EXERCISE DIRECTIONS:
Identify every line in the data below that contains the string "window", and copy each of those lines. Treat the match as case-sensitive.

(Records from a collection)
-- START --

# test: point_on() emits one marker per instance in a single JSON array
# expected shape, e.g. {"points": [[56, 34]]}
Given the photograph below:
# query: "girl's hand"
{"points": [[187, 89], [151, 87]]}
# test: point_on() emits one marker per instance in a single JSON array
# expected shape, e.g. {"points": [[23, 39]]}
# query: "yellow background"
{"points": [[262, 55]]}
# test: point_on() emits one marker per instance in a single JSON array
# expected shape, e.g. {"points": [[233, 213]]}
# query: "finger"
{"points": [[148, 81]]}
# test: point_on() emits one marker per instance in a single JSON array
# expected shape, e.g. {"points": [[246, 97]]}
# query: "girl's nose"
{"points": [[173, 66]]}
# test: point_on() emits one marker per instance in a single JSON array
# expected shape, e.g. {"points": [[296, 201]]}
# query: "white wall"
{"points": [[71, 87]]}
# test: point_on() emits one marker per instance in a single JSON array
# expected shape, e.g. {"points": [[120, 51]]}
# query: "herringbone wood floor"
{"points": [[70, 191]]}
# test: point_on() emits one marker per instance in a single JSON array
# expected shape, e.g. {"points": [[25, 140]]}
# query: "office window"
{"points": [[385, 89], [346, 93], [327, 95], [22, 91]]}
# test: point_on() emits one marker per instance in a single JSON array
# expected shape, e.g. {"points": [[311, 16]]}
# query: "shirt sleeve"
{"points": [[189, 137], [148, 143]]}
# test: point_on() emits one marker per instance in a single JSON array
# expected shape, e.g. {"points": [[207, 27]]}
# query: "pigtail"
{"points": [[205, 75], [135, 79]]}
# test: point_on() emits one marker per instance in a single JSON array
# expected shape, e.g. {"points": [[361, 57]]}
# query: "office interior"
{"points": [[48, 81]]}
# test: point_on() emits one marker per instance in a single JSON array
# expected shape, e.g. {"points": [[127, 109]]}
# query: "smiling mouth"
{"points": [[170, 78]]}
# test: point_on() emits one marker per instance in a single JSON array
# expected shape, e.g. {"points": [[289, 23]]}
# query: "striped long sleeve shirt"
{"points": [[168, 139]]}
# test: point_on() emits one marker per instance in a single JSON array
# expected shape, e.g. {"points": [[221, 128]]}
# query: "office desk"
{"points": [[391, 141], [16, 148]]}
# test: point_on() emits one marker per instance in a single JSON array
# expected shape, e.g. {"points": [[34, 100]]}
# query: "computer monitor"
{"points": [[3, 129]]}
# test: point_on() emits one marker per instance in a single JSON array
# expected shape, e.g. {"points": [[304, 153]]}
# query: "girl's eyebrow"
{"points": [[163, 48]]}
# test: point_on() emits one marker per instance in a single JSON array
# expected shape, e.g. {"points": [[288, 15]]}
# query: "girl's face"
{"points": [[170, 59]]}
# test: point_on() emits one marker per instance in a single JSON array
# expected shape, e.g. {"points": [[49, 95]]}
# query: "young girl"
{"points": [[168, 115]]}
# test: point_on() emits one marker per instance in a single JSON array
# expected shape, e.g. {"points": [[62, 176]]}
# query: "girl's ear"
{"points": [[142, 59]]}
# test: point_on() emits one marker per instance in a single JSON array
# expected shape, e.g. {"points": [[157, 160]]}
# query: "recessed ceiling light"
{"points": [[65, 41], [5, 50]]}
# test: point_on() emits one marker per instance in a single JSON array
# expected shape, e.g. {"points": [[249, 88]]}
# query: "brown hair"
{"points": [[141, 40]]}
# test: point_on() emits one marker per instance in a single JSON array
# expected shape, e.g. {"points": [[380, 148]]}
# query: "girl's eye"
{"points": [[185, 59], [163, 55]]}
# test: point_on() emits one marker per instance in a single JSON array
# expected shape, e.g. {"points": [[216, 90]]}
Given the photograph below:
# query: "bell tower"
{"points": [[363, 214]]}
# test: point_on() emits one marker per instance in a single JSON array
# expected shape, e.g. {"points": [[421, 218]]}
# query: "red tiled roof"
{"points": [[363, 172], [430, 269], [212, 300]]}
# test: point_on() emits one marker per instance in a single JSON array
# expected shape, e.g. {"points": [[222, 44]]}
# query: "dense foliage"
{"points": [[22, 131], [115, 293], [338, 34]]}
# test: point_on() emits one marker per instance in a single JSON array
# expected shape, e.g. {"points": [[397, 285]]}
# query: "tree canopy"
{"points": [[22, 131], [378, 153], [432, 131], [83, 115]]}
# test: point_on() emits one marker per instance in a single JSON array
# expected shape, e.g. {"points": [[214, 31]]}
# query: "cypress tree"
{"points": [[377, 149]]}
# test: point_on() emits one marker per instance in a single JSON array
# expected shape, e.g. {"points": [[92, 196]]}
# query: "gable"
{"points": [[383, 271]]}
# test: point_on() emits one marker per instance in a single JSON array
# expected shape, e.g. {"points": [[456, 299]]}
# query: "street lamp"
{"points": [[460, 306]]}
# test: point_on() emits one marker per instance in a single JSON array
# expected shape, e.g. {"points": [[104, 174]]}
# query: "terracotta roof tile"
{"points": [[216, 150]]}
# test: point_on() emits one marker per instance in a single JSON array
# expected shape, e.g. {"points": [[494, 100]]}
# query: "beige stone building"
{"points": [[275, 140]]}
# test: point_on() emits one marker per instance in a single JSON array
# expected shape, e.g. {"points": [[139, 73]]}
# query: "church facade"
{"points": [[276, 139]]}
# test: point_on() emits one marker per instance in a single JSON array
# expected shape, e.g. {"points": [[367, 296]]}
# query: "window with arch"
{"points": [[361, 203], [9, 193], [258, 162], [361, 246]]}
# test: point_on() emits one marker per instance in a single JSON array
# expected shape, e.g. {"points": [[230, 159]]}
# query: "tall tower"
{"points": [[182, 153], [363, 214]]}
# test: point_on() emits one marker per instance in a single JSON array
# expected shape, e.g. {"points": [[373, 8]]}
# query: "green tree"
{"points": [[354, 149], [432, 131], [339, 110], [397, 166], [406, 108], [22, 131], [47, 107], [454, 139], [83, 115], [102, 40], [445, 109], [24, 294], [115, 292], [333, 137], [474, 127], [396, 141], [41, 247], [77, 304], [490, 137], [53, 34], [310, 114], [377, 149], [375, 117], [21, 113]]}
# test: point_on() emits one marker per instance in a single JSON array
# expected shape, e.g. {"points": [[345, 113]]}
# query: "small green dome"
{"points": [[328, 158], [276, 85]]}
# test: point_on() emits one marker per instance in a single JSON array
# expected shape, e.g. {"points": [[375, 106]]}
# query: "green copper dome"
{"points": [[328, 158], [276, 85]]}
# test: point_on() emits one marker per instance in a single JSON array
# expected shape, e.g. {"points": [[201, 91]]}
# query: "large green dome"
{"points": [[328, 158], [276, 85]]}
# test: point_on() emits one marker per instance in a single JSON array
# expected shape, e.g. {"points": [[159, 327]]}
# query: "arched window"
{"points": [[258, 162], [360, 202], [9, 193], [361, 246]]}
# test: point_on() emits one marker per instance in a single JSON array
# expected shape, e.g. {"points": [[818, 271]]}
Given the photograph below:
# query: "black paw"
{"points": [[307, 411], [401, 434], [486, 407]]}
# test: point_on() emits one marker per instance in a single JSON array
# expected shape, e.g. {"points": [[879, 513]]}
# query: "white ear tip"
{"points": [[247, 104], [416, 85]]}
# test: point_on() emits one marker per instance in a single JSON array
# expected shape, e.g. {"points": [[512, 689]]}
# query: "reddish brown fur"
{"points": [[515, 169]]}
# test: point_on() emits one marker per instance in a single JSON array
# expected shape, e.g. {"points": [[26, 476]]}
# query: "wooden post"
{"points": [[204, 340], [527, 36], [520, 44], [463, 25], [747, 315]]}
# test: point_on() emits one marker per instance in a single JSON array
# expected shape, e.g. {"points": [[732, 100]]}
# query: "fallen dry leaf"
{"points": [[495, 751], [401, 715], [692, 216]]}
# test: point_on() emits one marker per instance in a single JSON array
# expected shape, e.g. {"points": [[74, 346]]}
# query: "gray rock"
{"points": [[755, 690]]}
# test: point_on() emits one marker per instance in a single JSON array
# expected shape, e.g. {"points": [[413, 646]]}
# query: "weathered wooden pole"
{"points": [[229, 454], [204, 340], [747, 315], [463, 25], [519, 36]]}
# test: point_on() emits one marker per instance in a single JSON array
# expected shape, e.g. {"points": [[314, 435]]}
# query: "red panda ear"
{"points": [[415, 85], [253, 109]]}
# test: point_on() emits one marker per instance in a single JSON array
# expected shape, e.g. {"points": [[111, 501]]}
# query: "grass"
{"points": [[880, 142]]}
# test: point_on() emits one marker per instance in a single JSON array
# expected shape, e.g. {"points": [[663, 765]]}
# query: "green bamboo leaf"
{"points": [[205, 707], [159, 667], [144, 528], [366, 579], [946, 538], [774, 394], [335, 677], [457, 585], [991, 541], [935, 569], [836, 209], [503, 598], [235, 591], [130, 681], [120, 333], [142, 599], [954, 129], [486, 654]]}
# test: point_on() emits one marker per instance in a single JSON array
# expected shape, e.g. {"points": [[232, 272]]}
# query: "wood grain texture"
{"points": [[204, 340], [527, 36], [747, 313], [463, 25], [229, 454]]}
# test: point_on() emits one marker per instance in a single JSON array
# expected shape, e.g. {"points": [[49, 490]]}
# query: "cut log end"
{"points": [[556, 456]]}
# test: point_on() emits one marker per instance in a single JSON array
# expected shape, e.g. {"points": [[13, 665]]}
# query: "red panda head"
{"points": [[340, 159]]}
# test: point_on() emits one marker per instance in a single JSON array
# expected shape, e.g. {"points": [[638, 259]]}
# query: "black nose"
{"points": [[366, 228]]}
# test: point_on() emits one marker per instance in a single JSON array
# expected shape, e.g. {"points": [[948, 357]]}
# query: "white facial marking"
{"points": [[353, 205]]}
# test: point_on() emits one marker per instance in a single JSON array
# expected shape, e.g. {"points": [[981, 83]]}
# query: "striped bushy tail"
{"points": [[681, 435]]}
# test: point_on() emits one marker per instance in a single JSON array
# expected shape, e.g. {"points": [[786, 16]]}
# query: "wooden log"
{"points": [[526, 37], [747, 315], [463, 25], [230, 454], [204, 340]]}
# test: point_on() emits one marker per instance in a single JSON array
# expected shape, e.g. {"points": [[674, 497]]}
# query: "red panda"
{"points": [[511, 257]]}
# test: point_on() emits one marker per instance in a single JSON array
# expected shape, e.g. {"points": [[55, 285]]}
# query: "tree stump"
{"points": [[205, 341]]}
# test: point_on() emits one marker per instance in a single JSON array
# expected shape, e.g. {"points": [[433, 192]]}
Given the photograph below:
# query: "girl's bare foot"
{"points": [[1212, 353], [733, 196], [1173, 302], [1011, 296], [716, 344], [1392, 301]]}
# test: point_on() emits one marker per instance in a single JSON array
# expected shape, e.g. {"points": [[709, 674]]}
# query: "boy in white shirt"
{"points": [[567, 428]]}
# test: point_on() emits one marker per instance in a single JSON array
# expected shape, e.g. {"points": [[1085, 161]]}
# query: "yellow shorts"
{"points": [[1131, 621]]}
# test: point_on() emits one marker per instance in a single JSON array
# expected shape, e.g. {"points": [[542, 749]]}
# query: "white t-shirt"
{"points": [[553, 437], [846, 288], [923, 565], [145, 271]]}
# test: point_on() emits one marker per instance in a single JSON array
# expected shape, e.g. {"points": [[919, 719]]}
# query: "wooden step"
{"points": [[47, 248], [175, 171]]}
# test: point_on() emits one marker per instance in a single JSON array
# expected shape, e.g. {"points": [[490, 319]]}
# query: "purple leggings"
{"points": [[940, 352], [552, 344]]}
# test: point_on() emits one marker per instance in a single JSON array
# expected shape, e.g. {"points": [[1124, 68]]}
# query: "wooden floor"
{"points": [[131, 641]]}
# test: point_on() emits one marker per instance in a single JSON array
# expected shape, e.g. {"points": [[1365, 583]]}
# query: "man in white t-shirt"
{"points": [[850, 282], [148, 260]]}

-- END --

SOLUTION TO THIS TASK:
# query: "office window"
# query: "window with arch"
# query: "arched window"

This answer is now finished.